At first glance, everything opposes new technologies and quality sleep. Used before bed, the blue screen light disrupts natural cycles. Even worse, by over-taxing the attention span through continuous content or alerts, smartphones, tablets or computers prevent the body and mind from going to sleep.
However, with the explosion in the use of connected objects, numerous products related to applications for smartphones propose solutions for insomnia and other sleep debt. The trend is such that the last CES in Las Vegas in January 2017, created a high-tech space dedicated to the night, from monitoring sleep cycles to aiding sleep and waking up.
Sleep on demand, wake up as planned
The majority of technology is based on a simple principle: the better we understand sleep, the better we manage our nights. Sensors placed near the sleeper traces their breathing, heart rate and the movements of their body in order to define a profile and phases of sleep (light, deep and REM) and recommend the ideal wake-up time.

THE DATA.
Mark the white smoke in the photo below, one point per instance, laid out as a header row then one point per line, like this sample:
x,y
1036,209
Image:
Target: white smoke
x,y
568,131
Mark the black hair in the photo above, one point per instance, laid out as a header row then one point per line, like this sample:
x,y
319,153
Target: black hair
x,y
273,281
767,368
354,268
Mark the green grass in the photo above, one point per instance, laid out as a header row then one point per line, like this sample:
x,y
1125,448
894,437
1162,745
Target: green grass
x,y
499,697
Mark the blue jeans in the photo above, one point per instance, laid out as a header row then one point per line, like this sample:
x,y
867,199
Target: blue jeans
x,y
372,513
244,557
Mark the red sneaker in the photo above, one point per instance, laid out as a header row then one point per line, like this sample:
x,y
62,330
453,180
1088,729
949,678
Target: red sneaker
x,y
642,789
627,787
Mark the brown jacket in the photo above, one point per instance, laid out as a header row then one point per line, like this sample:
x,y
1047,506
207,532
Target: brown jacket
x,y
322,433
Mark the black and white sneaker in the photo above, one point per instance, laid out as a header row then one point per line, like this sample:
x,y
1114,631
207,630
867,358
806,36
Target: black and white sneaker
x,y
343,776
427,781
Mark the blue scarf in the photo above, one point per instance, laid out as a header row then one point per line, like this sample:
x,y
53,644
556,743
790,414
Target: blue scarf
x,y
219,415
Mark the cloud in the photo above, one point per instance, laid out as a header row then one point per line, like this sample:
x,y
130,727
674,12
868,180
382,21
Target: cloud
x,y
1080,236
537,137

TASKS TO COMPLETE.
1. Write out the part of the passage on sleep technology that opens with the words containing "At first glance, everything" and closes with "going to sleep.".
2. Write what comes next in the passage on sleep technology, picking up after its last sentence.

SET OF ANSWERS.
1.
At first glance, everything opposes new technologies and quality sleep. Used before bed, the blue screen light disrupts natural cycles. Even worse, by over-taxing the attention span through continuous content or alerts, smartphones, tablets or computers prevent the body and mind from going to sleep.

2.
The intelligent mask Neuroon goes further. It allows cyclical sleepers ultra-controlled sleep. By analysing brain waves, muscle tension or blood oxygenation, it determines the best wake-up window. But by crossing this information with a timetable, the application also offers to optimise recovery by cutting sleep following a polyphasic rhythm (in several units). It is of particularly interesting use for frequent travellers.
Light, scent and temperature just right
To create good conditions for waking-up, some play with light therapy which enables, through exposure to white light, the readjustment of sleep cycles following the spectrum close to that of the sun. Others, drawing on studies from NASA designed to help astronauts sleep, create lights that affect melatonin production. Like the progressive variations of light at sunrise and sunset, the dawn simulators Hug One and Terraillon Omni adjust their brightness according to the required hours.
Following the same principle, an app like Sensorwake Oria ensures relaxing sleepiness and good mood wake-ups by spreading a soothing or stimulating scent. Moreover, others propose the regulation of the temperature of the pillow or mattress according to falling asleep or waking up phases. (Moona, Luna, Kryo Sleep).
Dreams on demand
Experiments identified by scientists show that lucid dreams may have a therapeutic role, especially for treating post-traumatic stress.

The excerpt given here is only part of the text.